Debugging compilers in Clojure

jpmonettas.github.io

58 points by jpmonettas 3 years ago · 13 comments

Reader

This is a nitpick, but I think this is a bad mental model of most lisps:

> Since the compilation unit of most Lisps is a form instead of a file like on most other languages, the core of the ClojureScript compiler can be seen as a program that will take a string representing a Clojure form as input, read it, recursively parse it into a tree of expressions also known as an AST (abstract syntax tree), and then walks down the tree emitting strings containing JavaScript code.

There might be a string representation of the code, but one thing that’s unique about a lot of lisps is that the input to compile/eval is not text: there is usually a function called something like “read” that turns the textual format into normal lisp objects and then eval can take any lisp object and evaluate it. Typical lisp objects are “self-quoting”, but what characterizes a lisp is that the domain and codomain of eval are the same type.

Zambyte 3 years ago

Your core point is absolutely true about how Lisp is special in that it usually provides a read procedure to turn a textual type into a native object that can be evaluated (this is a side effect of homoiconicity, so any homoiconic language will have this property too), but I have one additional nitpick to make ontop of yours:
> [...] eval can take any lisp object and evaluate it.
eval cannot be generalized to accepting any Lisp object, only specifically symbolic expressions (symbols, or lists (potentially nested) of symbols). I discovered this because I thought Chibi Scheme was throwing a warning for valid code[0] to inject a value into an expression for eval, but Marc helped me understand that the warning was correct, because Scheme only specifies what eval does for symbolic values.
[0] https://github.com/ashinn/chibi-scheme/issues/902
- fiddlerwoaroof 3 years ago
  Scheme might be different here, I'd have to read the standard, but it's true of Common Lisp at least. You have to distinguish here, I think, between what's valid input to eval and the evaluation rules for given inputs.
  Anyways, here's CL's spec for eval[1]:
  eval form => result*
  Form is defined in the glossary as "form n. 1. any object meant to be evaluated. 2. a symbol, a compound form, or a self-evaluating object."[2] And you can see this is an exhaustive categorization of lisp objects from the definition of self-evaluating object: "self-evaluating object n. an object that is neither a symbol nor a cons. If a self-evaluating object is evaluated, it yields itself as its only value."[3]
  IMO, the useful definition of homoiconicity is "the domain and codomain of eval are the same type". One of the "results" of eval might be that the evaluation routine signals error, if the object has a special evaluation rule.

> _SET EXERCISE_:
Please answer these questions about the thread on debugging compilers in Clojure:
(a) What does the first comment say characterizes a lisp?
(b) Which Scheme implementation did Zambyte think was throwing a warning for valid code?
(c) How does the Common Lisp glossary quoted by fiddlerwoaroof define a self-evaluating object?
The data comes from a source other than the thread.

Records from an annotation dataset
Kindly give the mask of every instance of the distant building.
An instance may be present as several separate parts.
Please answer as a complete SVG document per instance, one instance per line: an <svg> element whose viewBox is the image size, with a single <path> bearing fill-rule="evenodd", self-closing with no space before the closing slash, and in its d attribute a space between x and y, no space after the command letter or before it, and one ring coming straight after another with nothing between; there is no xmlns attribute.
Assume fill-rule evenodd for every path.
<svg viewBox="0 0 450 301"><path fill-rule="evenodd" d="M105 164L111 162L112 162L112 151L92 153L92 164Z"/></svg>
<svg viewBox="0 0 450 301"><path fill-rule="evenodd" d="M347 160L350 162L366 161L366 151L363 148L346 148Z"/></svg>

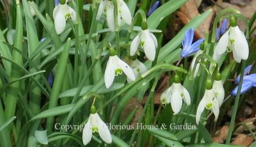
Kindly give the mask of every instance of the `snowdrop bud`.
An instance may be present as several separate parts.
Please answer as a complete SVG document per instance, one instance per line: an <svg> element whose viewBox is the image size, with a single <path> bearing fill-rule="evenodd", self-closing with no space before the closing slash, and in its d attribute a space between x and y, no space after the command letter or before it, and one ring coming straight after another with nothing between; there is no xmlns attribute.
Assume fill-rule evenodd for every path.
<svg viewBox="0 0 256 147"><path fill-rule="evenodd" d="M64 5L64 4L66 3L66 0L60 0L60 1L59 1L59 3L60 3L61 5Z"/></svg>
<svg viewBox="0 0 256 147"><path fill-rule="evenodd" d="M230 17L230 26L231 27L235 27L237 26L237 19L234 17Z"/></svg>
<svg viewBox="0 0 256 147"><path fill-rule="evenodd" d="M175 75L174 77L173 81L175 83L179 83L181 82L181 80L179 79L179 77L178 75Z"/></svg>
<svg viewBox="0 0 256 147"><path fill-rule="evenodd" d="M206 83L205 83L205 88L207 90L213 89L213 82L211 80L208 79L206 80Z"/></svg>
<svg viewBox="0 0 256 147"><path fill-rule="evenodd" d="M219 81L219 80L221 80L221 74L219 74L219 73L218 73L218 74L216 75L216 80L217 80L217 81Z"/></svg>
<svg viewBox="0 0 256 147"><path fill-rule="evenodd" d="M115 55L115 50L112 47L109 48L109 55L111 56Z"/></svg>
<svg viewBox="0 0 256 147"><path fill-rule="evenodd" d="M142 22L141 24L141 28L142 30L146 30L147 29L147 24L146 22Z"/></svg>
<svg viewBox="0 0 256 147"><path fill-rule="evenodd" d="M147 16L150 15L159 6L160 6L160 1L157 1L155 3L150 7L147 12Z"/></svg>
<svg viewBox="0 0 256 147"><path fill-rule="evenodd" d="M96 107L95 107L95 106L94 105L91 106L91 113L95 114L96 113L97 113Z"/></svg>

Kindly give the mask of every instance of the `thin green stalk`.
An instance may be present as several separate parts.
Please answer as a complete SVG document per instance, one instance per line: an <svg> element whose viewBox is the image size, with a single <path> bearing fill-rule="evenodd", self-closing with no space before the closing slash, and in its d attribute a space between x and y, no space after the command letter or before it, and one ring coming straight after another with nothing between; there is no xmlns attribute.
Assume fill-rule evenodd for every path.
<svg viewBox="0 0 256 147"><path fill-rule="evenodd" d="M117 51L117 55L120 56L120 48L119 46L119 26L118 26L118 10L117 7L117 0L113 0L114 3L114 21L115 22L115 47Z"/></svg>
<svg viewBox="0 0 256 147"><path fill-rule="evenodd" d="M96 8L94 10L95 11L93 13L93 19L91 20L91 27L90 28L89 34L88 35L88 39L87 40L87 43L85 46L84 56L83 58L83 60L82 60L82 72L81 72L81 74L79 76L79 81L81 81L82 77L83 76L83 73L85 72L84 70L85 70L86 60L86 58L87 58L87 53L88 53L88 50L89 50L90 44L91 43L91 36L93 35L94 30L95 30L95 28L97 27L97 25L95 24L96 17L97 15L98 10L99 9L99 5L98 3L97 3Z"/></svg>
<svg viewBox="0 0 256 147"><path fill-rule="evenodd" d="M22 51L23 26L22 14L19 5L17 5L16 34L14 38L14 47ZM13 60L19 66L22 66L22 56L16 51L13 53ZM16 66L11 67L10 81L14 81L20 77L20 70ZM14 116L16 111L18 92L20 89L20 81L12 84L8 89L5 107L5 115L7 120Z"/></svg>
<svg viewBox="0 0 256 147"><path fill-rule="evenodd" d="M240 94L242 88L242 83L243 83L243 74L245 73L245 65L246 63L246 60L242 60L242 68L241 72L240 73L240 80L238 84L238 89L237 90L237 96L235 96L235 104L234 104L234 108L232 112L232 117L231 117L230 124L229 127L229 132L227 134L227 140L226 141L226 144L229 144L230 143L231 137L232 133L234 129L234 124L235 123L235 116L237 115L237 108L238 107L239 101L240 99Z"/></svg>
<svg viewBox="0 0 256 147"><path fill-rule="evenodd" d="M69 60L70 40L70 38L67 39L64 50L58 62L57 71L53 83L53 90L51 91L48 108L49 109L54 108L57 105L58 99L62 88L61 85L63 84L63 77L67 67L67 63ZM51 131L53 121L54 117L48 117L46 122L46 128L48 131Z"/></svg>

--

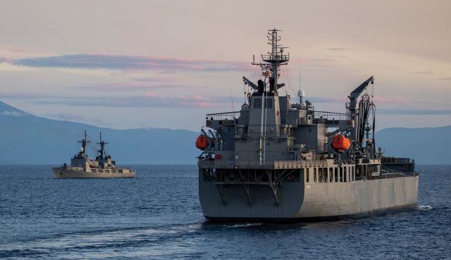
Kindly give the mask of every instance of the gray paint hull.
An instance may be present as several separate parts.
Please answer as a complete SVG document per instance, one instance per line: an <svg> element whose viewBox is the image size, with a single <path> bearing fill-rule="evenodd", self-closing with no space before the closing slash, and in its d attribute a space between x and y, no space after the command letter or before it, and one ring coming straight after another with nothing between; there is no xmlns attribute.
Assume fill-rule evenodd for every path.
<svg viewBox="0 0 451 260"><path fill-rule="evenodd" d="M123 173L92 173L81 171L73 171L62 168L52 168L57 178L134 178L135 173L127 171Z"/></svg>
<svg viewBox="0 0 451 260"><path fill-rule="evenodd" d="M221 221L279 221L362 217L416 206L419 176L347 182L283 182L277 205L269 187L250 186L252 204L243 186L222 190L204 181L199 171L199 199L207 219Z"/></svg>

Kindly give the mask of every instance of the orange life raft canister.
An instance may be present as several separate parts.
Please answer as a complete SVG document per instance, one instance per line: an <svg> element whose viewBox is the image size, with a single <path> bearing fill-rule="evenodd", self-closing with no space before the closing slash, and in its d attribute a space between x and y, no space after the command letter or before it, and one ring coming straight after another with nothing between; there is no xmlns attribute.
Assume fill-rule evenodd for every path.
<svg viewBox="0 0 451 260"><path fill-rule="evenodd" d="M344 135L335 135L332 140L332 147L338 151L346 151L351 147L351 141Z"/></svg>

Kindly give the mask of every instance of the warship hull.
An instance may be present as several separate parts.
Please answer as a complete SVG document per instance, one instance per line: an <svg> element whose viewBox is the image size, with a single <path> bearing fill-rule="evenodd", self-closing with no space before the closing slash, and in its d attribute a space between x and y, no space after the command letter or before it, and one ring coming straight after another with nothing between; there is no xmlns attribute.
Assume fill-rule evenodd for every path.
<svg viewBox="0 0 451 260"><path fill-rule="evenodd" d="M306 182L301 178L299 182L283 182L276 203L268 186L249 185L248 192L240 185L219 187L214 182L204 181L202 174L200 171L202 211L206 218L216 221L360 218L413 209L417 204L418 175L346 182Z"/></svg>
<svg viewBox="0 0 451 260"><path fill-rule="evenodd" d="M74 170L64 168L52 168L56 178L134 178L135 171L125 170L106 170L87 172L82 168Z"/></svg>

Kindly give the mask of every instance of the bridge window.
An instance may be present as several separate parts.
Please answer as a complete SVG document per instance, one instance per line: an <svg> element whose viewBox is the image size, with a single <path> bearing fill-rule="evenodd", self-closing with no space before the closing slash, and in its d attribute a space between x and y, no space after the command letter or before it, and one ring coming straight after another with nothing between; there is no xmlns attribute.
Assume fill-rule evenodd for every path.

* * *

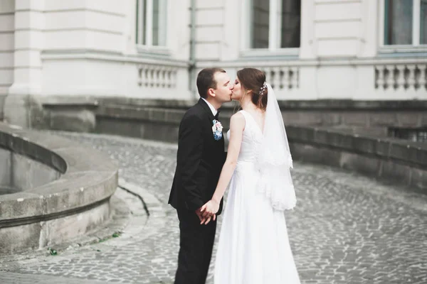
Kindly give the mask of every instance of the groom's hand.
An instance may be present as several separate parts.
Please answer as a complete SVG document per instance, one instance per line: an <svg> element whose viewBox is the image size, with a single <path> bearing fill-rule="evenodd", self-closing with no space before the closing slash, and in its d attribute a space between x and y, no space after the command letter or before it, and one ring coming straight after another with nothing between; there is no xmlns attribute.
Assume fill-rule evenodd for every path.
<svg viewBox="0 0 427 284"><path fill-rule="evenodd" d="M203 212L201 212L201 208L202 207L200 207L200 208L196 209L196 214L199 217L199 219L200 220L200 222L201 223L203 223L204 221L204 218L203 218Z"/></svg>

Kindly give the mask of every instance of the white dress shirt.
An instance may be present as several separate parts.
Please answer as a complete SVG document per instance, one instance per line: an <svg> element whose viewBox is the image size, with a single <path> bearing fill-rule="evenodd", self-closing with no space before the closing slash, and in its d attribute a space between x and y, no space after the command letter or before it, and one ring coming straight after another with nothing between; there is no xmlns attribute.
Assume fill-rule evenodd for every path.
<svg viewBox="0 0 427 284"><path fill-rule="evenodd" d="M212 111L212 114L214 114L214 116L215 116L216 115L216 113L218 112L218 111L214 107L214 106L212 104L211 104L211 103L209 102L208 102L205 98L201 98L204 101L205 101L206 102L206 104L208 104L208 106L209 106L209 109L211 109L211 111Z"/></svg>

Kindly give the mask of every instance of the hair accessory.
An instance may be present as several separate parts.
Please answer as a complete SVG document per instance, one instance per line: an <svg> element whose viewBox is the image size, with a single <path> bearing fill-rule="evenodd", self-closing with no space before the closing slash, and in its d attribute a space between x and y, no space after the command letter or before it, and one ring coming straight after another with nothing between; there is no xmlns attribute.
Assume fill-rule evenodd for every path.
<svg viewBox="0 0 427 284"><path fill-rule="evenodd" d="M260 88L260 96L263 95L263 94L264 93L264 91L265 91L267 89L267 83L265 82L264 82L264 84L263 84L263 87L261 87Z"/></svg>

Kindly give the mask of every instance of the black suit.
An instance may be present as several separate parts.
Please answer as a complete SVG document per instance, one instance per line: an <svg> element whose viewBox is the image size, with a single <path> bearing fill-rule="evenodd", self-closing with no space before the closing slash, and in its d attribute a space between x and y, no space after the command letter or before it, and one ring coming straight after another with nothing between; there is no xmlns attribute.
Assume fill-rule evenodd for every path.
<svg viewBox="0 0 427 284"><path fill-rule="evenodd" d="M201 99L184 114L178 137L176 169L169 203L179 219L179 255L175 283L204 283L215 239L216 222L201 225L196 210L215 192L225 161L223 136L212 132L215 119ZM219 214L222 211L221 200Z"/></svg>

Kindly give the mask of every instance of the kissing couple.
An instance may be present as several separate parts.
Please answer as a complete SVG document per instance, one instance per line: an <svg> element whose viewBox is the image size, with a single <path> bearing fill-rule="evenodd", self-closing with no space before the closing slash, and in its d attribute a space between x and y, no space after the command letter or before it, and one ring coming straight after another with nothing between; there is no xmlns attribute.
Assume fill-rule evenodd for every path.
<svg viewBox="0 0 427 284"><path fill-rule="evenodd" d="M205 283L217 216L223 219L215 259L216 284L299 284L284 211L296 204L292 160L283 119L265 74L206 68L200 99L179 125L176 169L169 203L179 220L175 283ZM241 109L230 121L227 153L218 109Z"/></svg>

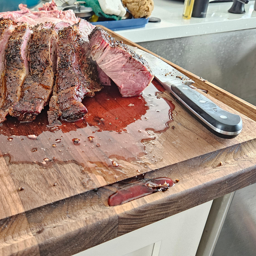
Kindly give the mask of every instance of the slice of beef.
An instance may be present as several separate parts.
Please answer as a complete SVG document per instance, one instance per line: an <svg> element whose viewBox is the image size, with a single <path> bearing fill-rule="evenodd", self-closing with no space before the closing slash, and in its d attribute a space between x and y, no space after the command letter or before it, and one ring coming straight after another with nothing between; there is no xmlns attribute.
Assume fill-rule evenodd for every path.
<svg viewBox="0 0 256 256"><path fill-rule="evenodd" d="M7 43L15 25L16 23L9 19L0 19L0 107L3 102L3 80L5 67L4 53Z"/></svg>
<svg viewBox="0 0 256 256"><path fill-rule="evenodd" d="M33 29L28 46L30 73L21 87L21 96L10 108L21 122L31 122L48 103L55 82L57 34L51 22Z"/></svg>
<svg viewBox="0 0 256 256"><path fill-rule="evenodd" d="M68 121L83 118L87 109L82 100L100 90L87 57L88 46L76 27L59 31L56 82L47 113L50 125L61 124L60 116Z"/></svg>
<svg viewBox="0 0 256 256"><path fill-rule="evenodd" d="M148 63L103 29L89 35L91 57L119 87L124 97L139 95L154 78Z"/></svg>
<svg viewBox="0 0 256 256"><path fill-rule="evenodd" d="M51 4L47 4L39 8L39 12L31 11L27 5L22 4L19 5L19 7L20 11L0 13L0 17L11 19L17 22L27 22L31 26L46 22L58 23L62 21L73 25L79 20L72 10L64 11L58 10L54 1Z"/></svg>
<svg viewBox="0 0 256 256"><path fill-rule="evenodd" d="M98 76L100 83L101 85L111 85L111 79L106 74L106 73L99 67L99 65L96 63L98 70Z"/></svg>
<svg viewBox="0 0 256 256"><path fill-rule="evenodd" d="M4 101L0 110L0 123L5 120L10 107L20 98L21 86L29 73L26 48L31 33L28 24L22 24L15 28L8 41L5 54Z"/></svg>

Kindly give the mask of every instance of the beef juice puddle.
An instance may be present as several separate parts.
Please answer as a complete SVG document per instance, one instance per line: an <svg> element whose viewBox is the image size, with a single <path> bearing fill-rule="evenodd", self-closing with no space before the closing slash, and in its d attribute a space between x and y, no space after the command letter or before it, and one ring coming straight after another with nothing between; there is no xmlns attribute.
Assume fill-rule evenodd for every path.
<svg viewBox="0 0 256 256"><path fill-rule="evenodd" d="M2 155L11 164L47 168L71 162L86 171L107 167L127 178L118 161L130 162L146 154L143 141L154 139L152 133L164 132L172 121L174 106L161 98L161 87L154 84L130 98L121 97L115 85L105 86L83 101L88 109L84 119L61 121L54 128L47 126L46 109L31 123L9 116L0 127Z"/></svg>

> _THE REPLY_:
(a) That the domain and codomain of eval are the same type.
(b) Chibi Scheme.
(c) As an object that is neither a symbol nor a cons, which yields itself as its only value when evaluated.